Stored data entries
_____
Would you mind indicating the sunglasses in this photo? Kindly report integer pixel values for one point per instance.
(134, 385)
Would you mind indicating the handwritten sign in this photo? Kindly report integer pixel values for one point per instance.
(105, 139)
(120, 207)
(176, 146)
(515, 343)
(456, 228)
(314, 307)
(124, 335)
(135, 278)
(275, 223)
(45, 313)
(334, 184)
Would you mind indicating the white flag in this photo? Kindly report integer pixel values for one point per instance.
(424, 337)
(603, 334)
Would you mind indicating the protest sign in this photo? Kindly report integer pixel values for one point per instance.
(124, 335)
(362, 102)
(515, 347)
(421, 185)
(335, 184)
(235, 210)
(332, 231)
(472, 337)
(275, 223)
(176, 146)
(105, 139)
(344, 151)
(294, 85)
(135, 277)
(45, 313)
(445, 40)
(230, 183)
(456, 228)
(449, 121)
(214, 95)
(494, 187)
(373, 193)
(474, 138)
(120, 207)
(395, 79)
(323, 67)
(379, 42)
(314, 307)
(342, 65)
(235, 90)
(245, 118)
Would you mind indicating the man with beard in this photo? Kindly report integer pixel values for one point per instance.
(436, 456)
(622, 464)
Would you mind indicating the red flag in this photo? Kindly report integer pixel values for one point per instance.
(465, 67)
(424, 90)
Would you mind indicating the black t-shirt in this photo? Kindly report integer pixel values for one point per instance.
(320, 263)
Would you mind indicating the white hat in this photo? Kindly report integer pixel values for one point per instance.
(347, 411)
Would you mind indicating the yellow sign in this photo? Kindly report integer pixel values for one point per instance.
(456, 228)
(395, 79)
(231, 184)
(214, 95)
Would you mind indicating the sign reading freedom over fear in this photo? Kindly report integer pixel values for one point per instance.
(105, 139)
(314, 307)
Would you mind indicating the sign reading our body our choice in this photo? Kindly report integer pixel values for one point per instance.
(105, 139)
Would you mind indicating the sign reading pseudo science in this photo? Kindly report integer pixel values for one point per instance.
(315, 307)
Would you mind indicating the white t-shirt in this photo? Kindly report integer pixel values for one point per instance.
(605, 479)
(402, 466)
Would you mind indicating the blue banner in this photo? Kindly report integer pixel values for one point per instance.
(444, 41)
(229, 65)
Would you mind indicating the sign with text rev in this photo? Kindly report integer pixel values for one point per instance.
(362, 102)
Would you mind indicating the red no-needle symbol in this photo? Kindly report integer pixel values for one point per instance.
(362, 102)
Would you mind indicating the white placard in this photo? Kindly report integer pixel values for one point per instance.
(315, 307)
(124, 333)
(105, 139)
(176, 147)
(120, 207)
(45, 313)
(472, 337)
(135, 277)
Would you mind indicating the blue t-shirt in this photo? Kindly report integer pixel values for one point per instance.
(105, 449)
_____
The records need to be set down again without a single difference.

Would you mind indicating the sunglasses in this photo? Kindly report integer pixel values for one point per instance.
(134, 385)
Would you mind indicating the handwritten sign in this photo? Kindly report integer pixel values for one point per instance.
(105, 139)
(120, 207)
(176, 146)
(515, 343)
(456, 228)
(314, 307)
(124, 335)
(135, 278)
(275, 223)
(45, 313)
(334, 184)
Would you mind indicating the white flag in this photo? Kindly report integer pixel values for one point per instance.
(424, 337)
(603, 334)
Would you mind indicating the protest sign in this photo? Kindly report integer pixel values for one point per instance.
(124, 335)
(362, 102)
(515, 347)
(421, 185)
(335, 184)
(235, 210)
(332, 231)
(472, 337)
(275, 223)
(176, 146)
(105, 139)
(344, 151)
(294, 85)
(135, 277)
(45, 313)
(445, 40)
(230, 183)
(456, 228)
(449, 121)
(214, 95)
(494, 187)
(373, 193)
(474, 138)
(120, 207)
(395, 79)
(323, 67)
(379, 42)
(314, 307)
(342, 65)
(235, 90)
(245, 118)
Would you mind indicating the man with beard in this photo? Kindly report integer pixel values for one point per instance.
(436, 456)
(622, 464)
Would you mind indicating the red flag in this photo? Kindly report integer pixel values for one point per instance.
(465, 67)
(424, 90)
Would you mind indicating the black t-shirt in this photo? Kindly report integer pixel values for one point per instance.
(320, 263)
Would you mind indicating the white hat in this photo? Kindly report integer pixel values for one point per instance.
(347, 411)
Would you mind indicating the yellow sign in this photo? Kindly report integer pixel values for one point per instance.
(456, 228)
(395, 79)
(231, 184)
(214, 95)
Would you mind indicating the sign reading freedom over fear in this photo? Kindly report integer pixel values for one point per instance.
(105, 139)
(314, 307)
Would you mind indicating the sign reading our body our choice in this photo? Kindly report integer pixel values for one point per instance.
(105, 139)
Would you mind indicating the sign reading pseudo science in this photo? Kindly report integer pixel values for one point per instance.
(315, 307)
Would you mind indicating the white t-shirt in this photo? Kindly report integer pixel values for one point per instance.
(605, 479)
(402, 466)
Would you mind indicating the blue banner in this photo? Kindly report integer pixel values for one point per instance.
(444, 41)
(229, 65)
Would you mind indicating the sign with text rev in this photo? Kindly report integer pixel values for one point per instance.
(362, 102)
Would you mind indicating the red no-needle symbol in this photo? Kindly report integer pixel values for one point per instance.
(362, 102)
Would you mind indicating the white placard in this photo? Kindly report integer pixel values for one point per instance.
(315, 307)
(124, 333)
(105, 139)
(176, 147)
(120, 207)
(45, 313)
(472, 337)
(135, 277)
Would you mind indicating the blue t-shirt in this photo? Kindly report integer pixel values for one point per instance.
(105, 449)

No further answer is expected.